--- START OF EXCERPTED TEXT ---

Archive for November 26th, 2006
Note to Car Drivers
My immediate reaction: This could only happen in Jutland.
Man dies after being hit by ten cars.
For some reason, Denmark has been hit – if you excuse the pun – by a series of hit-and-run accidents recently, but this surely must be one of the most awful accidents on Danish roads.
Cars are dangerous, trains unreliable, long-distance buses unavailable, cycling not recommended during the winter – and in any event many roads do not have bicycle-lanes.
Hmm. Getting around in Denmark in a safe manner is difficult.
Shut Up Before You Say Anything!
In Danish, you can ask someone – usually a politician or a high-ranking civil servant – to “shut up retroactively” (“holde kft med tilbagevirkende kraft”). For some reason, I can’t recall ever reading or hearing a similar expression in Swedish or English, so maybe this tells us something about the Danes.

--- END OF EXCERPTED TEXT ---
--- START OF SOURCE DATA ---

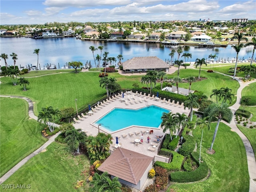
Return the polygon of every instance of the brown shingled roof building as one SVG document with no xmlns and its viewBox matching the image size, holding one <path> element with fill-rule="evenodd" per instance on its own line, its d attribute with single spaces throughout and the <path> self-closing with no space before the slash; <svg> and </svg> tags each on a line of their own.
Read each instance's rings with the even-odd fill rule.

--- END OF SOURCE DATA ---

## [TASK REQUIREMENTS]
Translate this sentence from the blog archive above into Spanish: "Getting around in Denmark in a safe manner is difficult."

## [SOLVED PROBLEM]
Desplazarse por Dinamarca de manera segura es difícil.